Source records
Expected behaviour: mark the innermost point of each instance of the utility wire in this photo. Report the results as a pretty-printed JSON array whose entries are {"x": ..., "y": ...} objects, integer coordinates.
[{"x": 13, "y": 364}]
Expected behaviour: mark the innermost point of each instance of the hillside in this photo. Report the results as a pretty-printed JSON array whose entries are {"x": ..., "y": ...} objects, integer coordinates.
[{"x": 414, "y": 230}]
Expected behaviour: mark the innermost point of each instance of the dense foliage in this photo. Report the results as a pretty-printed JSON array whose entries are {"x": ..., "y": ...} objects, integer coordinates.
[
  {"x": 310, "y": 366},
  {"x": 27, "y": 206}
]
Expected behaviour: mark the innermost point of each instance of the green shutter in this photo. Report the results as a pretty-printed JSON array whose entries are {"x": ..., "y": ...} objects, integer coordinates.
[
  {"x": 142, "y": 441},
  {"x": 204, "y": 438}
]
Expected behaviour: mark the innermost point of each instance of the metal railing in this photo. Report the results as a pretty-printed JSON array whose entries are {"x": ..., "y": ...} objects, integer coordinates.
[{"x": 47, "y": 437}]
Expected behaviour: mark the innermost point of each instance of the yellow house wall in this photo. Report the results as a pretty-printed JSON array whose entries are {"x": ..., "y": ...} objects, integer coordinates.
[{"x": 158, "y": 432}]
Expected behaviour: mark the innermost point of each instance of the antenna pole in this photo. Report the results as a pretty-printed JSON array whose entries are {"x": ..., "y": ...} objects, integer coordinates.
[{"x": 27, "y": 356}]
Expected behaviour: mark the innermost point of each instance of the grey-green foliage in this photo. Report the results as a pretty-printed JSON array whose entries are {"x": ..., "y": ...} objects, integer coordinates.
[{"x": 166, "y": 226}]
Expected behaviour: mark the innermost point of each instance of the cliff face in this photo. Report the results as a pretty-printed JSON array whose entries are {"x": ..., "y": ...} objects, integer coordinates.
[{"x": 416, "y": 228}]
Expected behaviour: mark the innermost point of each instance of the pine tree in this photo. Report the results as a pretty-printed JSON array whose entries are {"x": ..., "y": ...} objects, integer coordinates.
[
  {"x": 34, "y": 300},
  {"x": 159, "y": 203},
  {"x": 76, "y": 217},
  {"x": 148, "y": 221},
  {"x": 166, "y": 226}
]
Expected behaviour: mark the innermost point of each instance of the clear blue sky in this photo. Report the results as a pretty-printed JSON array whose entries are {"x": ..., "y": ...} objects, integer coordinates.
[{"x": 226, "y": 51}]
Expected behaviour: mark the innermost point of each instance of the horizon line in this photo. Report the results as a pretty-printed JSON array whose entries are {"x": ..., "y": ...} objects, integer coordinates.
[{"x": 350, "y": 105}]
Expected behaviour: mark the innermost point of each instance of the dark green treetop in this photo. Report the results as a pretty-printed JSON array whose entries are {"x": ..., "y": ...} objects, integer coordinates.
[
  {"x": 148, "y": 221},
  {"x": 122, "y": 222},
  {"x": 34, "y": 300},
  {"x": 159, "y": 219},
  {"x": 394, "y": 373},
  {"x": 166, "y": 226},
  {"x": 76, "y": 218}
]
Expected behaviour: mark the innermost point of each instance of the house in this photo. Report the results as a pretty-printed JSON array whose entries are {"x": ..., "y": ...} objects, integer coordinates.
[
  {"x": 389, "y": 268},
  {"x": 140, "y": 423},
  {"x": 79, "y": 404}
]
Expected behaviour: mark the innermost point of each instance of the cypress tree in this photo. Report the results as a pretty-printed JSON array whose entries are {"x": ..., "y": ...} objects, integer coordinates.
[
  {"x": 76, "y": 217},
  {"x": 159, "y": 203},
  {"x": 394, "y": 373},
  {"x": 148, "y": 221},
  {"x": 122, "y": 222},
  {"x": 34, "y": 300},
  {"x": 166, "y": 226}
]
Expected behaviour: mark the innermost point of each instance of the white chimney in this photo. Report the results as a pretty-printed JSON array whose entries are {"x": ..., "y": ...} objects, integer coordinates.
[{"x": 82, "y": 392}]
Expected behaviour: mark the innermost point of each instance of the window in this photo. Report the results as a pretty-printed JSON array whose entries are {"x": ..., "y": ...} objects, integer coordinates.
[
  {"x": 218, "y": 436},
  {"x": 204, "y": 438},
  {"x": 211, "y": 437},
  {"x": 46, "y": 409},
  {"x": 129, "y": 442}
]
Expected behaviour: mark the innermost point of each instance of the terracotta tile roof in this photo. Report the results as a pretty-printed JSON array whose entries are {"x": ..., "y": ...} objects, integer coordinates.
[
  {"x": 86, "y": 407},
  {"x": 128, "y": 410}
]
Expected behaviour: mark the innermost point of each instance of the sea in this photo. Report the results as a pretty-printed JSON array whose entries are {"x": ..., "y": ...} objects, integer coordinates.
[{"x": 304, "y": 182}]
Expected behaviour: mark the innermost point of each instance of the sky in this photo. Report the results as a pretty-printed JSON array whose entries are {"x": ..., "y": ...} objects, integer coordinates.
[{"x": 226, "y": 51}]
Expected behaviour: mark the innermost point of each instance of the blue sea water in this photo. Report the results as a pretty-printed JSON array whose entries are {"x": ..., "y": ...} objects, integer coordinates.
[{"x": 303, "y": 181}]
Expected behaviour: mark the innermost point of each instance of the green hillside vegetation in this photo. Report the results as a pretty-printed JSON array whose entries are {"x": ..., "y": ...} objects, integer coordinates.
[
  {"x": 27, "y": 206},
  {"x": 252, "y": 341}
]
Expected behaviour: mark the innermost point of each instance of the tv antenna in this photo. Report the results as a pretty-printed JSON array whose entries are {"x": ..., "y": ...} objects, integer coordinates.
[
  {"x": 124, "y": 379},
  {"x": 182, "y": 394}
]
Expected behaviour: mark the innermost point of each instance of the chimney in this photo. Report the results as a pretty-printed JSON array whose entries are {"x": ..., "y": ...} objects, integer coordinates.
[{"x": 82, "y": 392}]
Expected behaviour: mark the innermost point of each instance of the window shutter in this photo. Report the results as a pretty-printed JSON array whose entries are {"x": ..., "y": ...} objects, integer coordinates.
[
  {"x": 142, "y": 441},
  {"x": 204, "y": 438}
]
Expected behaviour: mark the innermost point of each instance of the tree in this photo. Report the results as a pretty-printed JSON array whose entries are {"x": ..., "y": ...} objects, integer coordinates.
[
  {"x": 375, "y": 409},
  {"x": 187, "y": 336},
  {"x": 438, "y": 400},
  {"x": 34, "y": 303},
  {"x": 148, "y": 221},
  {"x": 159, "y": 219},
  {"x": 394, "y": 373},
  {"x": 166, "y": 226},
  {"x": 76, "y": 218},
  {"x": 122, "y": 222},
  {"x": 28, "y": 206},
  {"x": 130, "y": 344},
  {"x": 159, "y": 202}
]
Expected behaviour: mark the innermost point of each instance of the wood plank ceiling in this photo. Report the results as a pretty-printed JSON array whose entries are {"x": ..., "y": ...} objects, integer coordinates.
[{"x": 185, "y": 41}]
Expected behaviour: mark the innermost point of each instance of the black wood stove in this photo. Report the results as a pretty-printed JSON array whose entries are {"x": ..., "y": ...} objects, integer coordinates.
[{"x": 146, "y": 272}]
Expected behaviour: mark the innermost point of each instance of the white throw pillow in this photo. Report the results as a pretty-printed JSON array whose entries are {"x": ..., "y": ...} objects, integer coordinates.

### Exercise aim
Please extract exactly, and only, the lines from the line containing "of the wood" through the last line of the records.

### Final result
Expected behaviour: mark the innermost point of each instance of the wood plank ceiling in this photo. Report the results as a pretty-printed JSON array whose entries are {"x": ..., "y": ...} objects, integer coordinates.
[{"x": 185, "y": 41}]
Expected behaviour: mark the innermost point of each instance of the black wood stove in this photo. Report the results as a pretty-printed JSON array whose entries are {"x": ..., "y": ...} objects, integer coordinates.
[{"x": 146, "y": 272}]
Expected behaviour: mark the innermost point of each instance of the white throw pillow in this photo. Report the results as a pretty-printed JSON array whose entries are {"x": ..., "y": ...} objects, integer coordinates.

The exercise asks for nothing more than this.